[begin Data provided]

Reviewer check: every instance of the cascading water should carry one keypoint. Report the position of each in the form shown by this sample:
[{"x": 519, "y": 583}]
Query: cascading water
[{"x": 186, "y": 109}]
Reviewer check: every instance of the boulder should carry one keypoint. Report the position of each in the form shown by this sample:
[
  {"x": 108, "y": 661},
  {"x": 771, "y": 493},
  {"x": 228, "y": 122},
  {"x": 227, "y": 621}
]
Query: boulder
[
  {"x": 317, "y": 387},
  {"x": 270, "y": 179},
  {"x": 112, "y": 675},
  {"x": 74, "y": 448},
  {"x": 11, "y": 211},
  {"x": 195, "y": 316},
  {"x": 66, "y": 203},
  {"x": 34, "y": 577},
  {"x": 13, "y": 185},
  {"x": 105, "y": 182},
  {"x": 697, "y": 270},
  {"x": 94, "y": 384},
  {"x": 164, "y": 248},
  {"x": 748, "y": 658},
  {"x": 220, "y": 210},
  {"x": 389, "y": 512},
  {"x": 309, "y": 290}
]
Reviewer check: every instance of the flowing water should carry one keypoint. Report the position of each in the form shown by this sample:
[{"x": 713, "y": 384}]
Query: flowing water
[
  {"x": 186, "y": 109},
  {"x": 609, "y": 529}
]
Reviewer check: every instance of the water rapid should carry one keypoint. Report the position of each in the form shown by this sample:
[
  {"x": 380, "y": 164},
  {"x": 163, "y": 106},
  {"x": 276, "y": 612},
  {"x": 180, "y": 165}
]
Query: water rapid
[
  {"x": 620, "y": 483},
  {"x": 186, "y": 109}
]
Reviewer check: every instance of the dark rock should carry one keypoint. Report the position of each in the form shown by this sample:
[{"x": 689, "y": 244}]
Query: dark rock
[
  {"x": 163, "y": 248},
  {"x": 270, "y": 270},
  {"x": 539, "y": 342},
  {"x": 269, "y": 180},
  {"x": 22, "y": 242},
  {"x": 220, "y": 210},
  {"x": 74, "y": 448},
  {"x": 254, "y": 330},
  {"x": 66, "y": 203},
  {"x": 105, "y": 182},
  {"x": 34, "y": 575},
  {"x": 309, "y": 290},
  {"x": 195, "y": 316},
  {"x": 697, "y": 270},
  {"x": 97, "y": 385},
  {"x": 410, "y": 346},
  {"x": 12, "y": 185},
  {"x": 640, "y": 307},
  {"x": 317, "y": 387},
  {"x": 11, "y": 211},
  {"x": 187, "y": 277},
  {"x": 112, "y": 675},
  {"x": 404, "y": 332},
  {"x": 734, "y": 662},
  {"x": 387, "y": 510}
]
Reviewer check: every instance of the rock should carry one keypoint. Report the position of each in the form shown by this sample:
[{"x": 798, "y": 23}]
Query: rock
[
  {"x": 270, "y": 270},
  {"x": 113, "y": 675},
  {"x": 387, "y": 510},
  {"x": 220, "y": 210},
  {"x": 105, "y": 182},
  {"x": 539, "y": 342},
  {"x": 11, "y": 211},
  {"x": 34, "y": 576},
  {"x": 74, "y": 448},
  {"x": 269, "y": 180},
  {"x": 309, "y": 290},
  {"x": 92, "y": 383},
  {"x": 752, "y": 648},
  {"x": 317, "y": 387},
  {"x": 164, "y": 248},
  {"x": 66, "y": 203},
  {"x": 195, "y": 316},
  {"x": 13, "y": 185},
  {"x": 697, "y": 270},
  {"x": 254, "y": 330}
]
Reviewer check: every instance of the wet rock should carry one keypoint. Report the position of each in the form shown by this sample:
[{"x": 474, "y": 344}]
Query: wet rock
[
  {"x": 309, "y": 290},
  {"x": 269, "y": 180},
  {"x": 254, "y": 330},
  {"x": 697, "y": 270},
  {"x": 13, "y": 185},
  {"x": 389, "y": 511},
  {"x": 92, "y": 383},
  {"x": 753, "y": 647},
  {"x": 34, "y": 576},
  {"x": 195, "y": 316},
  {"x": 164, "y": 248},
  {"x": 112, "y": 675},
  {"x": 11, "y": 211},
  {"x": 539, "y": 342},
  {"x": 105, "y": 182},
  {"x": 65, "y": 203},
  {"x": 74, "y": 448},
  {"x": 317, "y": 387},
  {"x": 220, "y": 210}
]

[end Data provided]

Directions.
Please lay out every line from the one containing "Reviewer check: every instance of the wet" through the end of the records as a Markdown table with the columns Row and Line. Number each row and leave out any blank lines.

The completed task.
| Row | Line |
|---|---|
| 1 | Reviewer check: every instance of the wet rock should carry one keypoint. Report the position of each in the form shown by this sample: |
| 2 | [{"x": 474, "y": 344}] |
| 3 | Query: wet rock |
| 4 | [ |
| 5 |   {"x": 309, "y": 290}, |
| 6 |   {"x": 269, "y": 180}, |
| 7 |   {"x": 254, "y": 330}, |
| 8 |   {"x": 697, "y": 270}, |
| 9 |   {"x": 13, "y": 185}, |
| 10 |   {"x": 389, "y": 511}, |
| 11 |   {"x": 92, "y": 383}, |
| 12 |   {"x": 753, "y": 647}, |
| 13 |   {"x": 34, "y": 576}, |
| 14 |   {"x": 195, "y": 316}, |
| 15 |   {"x": 164, "y": 248}, |
| 16 |   {"x": 112, "y": 675}, |
| 17 |   {"x": 11, "y": 211}, |
| 18 |   {"x": 539, "y": 342}, |
| 19 |   {"x": 105, "y": 182}, |
| 20 |   {"x": 65, "y": 203}, |
| 21 |   {"x": 74, "y": 448}, |
| 22 |   {"x": 317, "y": 387}, |
| 23 |   {"x": 220, "y": 210} |
| 24 | ] |